> **AIM**: Write out the records word for word, starting at their first line and stopping after the line that contains "xmin=864 ymin=59 xmax=879 ymax=117". Leave the pictures out of your copy.

[begin DATASET RECORDS]

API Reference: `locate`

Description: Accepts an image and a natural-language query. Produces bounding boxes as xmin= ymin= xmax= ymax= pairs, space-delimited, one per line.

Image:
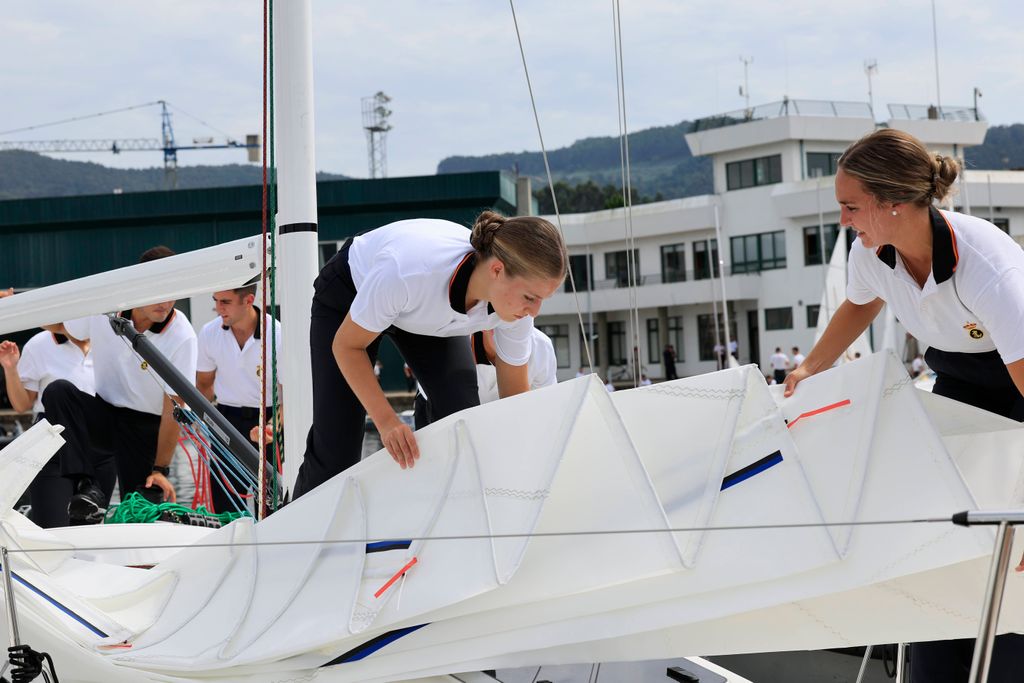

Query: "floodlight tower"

xmin=362 ymin=92 xmax=391 ymax=178
xmin=864 ymin=59 xmax=879 ymax=117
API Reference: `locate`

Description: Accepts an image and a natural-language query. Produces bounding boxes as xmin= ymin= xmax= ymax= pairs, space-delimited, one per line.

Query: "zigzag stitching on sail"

xmin=642 ymin=386 xmax=746 ymax=400
xmin=879 ymin=584 xmax=978 ymax=624
xmin=483 ymin=488 xmax=551 ymax=501
xmin=882 ymin=377 xmax=914 ymax=398
xmin=793 ymin=602 xmax=856 ymax=646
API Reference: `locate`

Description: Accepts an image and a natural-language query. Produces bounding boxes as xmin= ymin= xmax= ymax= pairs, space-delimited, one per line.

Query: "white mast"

xmin=711 ymin=197 xmax=739 ymax=370
xmin=272 ymin=0 xmax=317 ymax=489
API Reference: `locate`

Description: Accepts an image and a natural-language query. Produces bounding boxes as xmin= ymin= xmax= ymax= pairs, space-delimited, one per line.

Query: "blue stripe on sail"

xmin=321 ymin=624 xmax=428 ymax=669
xmin=0 ymin=571 xmax=108 ymax=638
xmin=721 ymin=451 xmax=782 ymax=490
xmin=367 ymin=541 xmax=413 ymax=554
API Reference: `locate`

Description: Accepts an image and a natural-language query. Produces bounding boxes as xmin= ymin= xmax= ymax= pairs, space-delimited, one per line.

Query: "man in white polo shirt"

xmin=0 ymin=324 xmax=101 ymax=528
xmin=43 ymin=247 xmax=196 ymax=524
xmin=196 ymin=285 xmax=281 ymax=512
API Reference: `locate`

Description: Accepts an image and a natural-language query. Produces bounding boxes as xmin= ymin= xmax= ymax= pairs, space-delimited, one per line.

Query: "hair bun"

xmin=469 ymin=211 xmax=505 ymax=256
xmin=932 ymin=155 xmax=961 ymax=202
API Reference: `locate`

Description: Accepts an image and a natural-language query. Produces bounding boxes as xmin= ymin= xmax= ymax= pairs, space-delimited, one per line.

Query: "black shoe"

xmin=68 ymin=478 xmax=106 ymax=525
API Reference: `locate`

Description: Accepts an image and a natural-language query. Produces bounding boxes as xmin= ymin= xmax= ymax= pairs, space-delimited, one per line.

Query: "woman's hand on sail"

xmin=374 ymin=412 xmax=420 ymax=469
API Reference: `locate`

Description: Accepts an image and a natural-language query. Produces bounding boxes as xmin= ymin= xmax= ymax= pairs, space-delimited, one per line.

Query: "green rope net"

xmin=103 ymin=492 xmax=252 ymax=527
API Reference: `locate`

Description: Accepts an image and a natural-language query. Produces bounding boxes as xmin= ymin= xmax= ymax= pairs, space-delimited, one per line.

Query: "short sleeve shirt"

xmin=847 ymin=208 xmax=1024 ymax=364
xmin=17 ymin=331 xmax=96 ymax=415
xmin=348 ymin=218 xmax=534 ymax=366
xmin=196 ymin=308 xmax=281 ymax=408
xmin=65 ymin=309 xmax=197 ymax=415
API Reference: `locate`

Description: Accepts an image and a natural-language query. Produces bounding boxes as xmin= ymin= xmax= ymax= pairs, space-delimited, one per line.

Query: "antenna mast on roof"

xmin=362 ymin=92 xmax=391 ymax=178
xmin=864 ymin=59 xmax=879 ymax=119
xmin=739 ymin=54 xmax=754 ymax=118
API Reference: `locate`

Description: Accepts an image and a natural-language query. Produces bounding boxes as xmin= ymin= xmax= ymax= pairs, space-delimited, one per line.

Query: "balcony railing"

xmin=580 ymin=265 xmax=760 ymax=292
xmin=690 ymin=99 xmax=874 ymax=133
xmin=889 ymin=104 xmax=985 ymax=121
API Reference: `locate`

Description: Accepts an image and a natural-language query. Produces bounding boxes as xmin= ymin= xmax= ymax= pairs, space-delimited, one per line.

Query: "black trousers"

xmin=40 ymin=380 xmax=160 ymax=513
xmin=28 ymin=413 xmax=118 ymax=528
xmin=293 ymin=241 xmax=480 ymax=498
xmin=910 ymin=348 xmax=1024 ymax=683
xmin=210 ymin=405 xmax=276 ymax=512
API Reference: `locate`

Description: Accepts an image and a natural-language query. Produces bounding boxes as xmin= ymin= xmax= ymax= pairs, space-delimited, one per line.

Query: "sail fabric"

xmin=0 ymin=354 xmax=1024 ymax=682
xmin=814 ymin=226 xmax=871 ymax=364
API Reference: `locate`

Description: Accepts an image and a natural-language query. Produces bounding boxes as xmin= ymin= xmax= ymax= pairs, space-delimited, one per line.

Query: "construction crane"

xmin=0 ymin=99 xmax=260 ymax=189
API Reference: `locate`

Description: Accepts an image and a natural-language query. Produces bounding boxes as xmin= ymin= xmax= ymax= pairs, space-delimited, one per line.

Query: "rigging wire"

xmin=611 ymin=0 xmax=640 ymax=388
xmin=0 ymin=99 xmax=161 ymax=135
xmin=8 ymin=515 xmax=952 ymax=554
xmin=509 ymin=0 xmax=594 ymax=373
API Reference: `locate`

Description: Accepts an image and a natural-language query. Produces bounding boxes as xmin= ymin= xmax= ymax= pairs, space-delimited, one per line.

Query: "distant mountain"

xmin=0 ymin=150 xmax=345 ymax=200
xmin=437 ymin=121 xmax=1024 ymax=204
xmin=437 ymin=121 xmax=712 ymax=199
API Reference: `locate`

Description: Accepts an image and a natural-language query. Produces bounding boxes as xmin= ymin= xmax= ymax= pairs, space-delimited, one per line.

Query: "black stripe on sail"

xmin=721 ymin=451 xmax=782 ymax=490
xmin=321 ymin=624 xmax=428 ymax=669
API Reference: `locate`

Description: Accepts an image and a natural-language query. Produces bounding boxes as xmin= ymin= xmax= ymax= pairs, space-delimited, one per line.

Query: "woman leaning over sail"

xmin=295 ymin=211 xmax=567 ymax=497
xmin=785 ymin=129 xmax=1024 ymax=683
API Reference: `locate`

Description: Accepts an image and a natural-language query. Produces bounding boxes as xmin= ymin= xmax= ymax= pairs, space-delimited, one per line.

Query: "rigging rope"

xmin=509 ymin=0 xmax=594 ymax=373
xmin=611 ymin=0 xmax=640 ymax=387
xmin=8 ymin=514 xmax=952 ymax=554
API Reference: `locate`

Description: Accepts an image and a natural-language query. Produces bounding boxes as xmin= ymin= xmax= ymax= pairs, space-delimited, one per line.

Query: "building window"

xmin=731 ymin=230 xmax=785 ymax=273
xmin=807 ymin=152 xmax=843 ymax=178
xmin=565 ymin=254 xmax=594 ymax=292
xmin=696 ymin=313 xmax=736 ymax=360
xmin=693 ymin=240 xmax=719 ymax=280
xmin=804 ymin=223 xmax=857 ymax=265
xmin=608 ymin=321 xmax=626 ymax=366
xmin=765 ymin=306 xmax=793 ymax=330
xmin=725 ymin=155 xmax=782 ymax=189
xmin=669 ymin=315 xmax=684 ymax=362
xmin=807 ymin=303 xmax=821 ymax=330
xmin=537 ymin=325 xmax=572 ymax=368
xmin=662 ymin=244 xmax=686 ymax=283
xmin=580 ymin=323 xmax=601 ymax=368
xmin=647 ymin=317 xmax=662 ymax=365
xmin=604 ymin=249 xmax=640 ymax=287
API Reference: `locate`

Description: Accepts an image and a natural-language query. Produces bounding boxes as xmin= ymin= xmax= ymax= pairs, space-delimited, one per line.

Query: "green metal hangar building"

xmin=0 ymin=171 xmax=532 ymax=389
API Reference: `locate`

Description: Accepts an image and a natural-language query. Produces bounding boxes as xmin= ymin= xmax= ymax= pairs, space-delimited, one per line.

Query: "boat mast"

xmin=271 ymin=0 xmax=317 ymax=489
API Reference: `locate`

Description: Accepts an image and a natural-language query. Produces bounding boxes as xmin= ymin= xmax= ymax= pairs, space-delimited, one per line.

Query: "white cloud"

xmin=0 ymin=0 xmax=1024 ymax=176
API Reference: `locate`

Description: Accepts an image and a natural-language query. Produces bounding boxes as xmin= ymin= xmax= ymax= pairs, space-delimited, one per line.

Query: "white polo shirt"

xmin=847 ymin=208 xmax=1024 ymax=364
xmin=476 ymin=328 xmax=558 ymax=403
xmin=196 ymin=306 xmax=282 ymax=408
xmin=17 ymin=330 xmax=96 ymax=415
xmin=348 ymin=218 xmax=534 ymax=366
xmin=65 ymin=309 xmax=197 ymax=415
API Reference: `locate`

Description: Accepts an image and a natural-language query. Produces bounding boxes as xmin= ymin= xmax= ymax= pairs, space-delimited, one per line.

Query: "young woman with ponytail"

xmin=294 ymin=211 xmax=568 ymax=497
xmin=785 ymin=129 xmax=1024 ymax=683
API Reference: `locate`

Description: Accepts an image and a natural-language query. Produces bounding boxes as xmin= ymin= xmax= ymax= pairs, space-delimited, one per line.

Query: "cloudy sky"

xmin=0 ymin=0 xmax=1024 ymax=177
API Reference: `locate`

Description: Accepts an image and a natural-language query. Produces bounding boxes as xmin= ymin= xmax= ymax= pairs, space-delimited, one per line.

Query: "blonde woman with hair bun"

xmin=295 ymin=211 xmax=568 ymax=497
xmin=785 ymin=129 xmax=1024 ymax=683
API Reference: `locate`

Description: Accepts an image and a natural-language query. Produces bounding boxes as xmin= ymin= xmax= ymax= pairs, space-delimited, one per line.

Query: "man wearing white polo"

xmin=196 ymin=285 xmax=281 ymax=512
xmin=42 ymin=247 xmax=196 ymax=524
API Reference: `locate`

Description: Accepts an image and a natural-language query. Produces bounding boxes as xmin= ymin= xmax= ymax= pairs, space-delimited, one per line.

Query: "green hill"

xmin=0 ymin=151 xmax=344 ymax=200
xmin=437 ymin=121 xmax=1024 ymax=211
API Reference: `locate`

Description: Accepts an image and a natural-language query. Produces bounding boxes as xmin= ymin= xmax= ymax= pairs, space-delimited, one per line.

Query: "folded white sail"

xmin=0 ymin=236 xmax=263 ymax=334
xmin=0 ymin=354 xmax=1024 ymax=681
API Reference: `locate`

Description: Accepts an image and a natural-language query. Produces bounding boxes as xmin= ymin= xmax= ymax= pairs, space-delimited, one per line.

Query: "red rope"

xmin=258 ymin=0 xmax=273 ymax=519
xmin=786 ymin=398 xmax=850 ymax=429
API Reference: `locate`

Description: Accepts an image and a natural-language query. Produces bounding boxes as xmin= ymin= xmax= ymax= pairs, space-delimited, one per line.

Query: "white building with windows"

xmin=537 ymin=100 xmax=1024 ymax=383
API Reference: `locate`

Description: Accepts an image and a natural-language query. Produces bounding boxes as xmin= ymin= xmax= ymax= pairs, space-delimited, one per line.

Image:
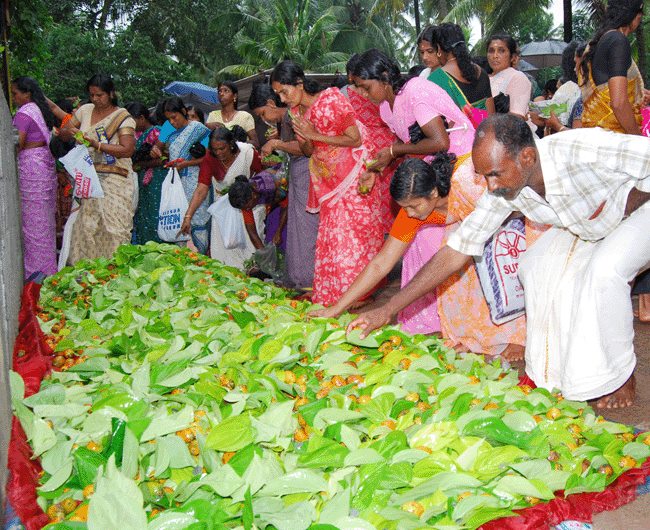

[end DATASET RECORDS]

> **FULL SOLUTION**:
API Reference: `locate`

Description: Accepts an image and a natural-language query. Produces bounding boxes as xmin= ymin= xmax= ymax= pairs, space-delimited, one per line.

Image:

Query: "floodlight tower"

xmin=362 ymin=92 xmax=391 ymax=178
xmin=864 ymin=59 xmax=879 ymax=117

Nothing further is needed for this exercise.